>> Begin Input records

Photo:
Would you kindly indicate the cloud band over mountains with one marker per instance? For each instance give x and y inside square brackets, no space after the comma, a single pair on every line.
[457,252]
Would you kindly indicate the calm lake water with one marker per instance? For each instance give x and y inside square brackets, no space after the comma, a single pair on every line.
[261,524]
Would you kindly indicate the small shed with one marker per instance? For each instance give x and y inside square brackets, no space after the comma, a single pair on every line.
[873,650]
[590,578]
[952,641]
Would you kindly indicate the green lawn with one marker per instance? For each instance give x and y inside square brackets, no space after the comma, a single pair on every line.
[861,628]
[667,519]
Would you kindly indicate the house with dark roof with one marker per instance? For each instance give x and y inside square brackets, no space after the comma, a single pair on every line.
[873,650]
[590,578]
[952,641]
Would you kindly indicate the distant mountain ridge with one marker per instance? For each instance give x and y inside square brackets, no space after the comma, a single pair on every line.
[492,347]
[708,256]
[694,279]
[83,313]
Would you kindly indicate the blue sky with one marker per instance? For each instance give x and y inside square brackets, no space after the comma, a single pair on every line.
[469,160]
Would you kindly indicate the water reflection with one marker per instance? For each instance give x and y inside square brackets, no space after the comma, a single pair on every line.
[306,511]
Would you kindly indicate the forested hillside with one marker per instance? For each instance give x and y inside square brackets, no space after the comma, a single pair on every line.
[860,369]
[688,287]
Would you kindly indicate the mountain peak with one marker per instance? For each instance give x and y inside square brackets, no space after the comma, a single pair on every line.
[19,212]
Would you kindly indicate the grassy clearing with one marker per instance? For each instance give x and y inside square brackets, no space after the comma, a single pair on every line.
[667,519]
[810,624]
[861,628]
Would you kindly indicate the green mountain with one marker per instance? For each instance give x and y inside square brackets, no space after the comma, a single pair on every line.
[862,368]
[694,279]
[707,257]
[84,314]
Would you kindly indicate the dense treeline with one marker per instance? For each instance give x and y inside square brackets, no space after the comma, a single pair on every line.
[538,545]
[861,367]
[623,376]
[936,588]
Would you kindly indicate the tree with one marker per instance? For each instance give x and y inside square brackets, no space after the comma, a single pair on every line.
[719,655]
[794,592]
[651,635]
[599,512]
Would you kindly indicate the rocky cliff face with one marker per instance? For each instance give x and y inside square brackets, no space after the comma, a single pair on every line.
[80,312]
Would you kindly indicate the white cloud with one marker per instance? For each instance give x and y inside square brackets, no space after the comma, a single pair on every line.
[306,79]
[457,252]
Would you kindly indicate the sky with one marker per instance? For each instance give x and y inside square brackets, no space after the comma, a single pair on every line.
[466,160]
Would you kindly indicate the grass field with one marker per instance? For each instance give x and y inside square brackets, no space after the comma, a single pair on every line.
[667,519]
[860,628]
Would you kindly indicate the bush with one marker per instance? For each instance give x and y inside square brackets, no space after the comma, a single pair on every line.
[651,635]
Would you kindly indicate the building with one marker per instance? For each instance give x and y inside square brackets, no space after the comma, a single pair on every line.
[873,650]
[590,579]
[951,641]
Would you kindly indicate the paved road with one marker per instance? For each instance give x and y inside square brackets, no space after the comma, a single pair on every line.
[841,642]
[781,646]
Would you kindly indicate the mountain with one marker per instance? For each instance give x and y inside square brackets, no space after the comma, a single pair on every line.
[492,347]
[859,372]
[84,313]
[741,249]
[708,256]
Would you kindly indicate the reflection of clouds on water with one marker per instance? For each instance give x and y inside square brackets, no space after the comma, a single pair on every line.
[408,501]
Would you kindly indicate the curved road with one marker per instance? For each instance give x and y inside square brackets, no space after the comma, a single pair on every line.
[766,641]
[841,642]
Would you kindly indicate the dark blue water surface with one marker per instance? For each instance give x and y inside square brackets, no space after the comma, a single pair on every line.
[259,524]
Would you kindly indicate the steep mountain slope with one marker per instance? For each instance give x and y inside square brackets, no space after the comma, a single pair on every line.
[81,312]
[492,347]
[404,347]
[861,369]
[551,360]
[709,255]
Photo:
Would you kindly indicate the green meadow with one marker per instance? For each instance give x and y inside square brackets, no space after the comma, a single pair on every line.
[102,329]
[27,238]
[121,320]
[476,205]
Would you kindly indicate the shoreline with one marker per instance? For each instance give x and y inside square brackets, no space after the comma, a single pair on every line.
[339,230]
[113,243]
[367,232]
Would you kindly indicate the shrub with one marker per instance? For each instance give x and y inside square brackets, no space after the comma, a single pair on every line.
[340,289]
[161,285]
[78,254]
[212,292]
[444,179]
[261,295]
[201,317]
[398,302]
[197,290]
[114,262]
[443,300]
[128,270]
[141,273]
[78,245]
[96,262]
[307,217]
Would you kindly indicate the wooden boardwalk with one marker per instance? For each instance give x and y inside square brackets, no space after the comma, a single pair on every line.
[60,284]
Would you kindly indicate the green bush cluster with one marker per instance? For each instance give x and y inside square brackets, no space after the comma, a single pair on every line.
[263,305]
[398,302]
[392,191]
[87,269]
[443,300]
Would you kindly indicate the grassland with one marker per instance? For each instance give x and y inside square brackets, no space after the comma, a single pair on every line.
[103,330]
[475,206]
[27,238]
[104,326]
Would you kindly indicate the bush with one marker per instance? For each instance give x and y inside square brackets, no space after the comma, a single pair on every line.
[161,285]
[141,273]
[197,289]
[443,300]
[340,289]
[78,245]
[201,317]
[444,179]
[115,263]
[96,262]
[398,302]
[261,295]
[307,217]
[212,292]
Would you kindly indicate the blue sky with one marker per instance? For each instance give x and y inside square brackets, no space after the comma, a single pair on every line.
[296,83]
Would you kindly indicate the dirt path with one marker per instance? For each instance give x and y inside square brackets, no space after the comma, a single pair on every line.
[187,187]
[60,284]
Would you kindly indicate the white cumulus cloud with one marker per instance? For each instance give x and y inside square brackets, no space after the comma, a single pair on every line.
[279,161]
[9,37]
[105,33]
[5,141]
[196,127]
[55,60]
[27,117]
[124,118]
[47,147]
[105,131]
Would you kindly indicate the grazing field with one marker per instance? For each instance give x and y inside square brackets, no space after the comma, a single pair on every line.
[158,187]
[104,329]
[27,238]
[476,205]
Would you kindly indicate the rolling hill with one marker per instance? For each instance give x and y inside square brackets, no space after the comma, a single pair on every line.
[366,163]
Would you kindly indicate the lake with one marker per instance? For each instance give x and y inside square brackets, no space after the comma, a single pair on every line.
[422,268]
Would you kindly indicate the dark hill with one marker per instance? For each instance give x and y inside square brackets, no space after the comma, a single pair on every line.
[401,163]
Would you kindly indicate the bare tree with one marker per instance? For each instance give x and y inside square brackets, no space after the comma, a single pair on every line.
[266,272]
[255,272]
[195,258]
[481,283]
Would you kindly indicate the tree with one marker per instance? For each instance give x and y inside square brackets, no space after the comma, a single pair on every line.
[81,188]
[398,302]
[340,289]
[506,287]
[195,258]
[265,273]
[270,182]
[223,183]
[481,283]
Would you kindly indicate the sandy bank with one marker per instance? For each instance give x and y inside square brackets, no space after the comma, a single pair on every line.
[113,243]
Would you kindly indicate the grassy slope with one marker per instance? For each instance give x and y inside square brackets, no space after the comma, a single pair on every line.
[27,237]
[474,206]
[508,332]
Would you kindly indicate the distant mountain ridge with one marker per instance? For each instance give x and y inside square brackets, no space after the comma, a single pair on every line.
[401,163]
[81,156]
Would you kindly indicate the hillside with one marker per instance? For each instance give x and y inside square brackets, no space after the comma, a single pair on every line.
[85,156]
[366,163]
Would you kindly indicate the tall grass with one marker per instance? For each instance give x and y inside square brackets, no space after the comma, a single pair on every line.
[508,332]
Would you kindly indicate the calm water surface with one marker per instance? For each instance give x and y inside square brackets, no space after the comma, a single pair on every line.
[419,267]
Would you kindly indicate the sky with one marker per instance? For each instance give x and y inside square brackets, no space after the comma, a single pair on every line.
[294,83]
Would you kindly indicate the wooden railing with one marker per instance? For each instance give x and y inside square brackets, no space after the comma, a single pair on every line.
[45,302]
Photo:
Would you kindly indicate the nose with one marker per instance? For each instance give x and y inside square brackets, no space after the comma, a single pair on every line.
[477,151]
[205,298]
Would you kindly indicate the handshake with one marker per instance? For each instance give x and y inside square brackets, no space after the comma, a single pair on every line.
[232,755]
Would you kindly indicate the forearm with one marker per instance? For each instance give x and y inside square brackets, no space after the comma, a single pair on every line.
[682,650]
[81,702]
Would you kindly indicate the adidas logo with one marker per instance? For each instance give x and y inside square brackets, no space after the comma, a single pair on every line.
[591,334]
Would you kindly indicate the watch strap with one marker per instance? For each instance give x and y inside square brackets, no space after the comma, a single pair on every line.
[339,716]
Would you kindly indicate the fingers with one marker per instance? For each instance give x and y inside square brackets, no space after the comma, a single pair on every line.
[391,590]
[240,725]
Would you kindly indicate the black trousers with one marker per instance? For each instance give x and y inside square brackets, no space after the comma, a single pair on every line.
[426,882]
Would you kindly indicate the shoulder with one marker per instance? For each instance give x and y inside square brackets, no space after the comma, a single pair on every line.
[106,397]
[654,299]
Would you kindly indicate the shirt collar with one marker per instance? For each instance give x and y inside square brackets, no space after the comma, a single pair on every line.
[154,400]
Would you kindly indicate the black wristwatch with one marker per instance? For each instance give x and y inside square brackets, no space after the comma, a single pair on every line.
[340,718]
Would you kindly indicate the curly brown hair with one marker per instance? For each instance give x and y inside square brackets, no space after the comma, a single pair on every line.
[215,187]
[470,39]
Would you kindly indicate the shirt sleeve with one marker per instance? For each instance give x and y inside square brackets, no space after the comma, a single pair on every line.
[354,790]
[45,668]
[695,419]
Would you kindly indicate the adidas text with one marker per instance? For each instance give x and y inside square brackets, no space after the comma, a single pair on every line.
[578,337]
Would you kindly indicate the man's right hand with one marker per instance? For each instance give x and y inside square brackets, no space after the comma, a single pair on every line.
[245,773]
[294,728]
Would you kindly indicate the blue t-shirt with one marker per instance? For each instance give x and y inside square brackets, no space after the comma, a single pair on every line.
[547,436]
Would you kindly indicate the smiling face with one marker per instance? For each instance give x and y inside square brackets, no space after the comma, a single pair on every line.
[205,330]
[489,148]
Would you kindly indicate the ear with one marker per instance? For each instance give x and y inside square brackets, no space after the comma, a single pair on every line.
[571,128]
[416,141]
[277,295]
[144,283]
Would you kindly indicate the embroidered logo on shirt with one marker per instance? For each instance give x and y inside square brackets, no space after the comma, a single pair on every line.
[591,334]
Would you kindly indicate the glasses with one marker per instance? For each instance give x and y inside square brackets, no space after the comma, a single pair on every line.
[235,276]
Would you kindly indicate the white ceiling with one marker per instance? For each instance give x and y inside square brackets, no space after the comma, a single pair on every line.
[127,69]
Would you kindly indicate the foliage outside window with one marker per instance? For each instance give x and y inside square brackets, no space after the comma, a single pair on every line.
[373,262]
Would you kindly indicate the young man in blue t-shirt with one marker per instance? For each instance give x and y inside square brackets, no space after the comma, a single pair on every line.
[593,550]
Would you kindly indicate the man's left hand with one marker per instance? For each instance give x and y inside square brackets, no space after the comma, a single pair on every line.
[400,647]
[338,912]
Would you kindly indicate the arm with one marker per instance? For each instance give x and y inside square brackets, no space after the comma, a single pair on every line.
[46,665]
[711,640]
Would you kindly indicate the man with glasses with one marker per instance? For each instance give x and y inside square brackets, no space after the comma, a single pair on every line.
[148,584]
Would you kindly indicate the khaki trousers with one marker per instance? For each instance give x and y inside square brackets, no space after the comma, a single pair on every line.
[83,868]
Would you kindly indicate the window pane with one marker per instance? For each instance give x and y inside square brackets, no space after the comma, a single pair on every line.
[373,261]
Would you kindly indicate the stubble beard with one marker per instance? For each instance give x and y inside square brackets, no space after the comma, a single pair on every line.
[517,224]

>> End Input records

# Your goal:
From the "Would you kindly indicate the man with" line to the close of the listing, restate each line word for word.

# Task response:
Would you kindly indicate the man with glasses with one marker per instance? For each instance give x and y inside square brackets, no space after the comma, a single pair on every line.
[148,584]
Would you kindly indicate the khaki trousers with one marker per instance? For each instance give x and y inside square brackets, no space after the comma, a single pair on every line.
[83,868]
Would you kindly indicate the window pane with one marker per instance? For each instance give x and y inside square brackets, no space after the comma, a single pair on every line.
[373,261]
Would you kindly indicate the stubble beard with one marker per instance? For each instance give x and y inside square brackets, no space after the comma, a single pair on every line.
[517,224]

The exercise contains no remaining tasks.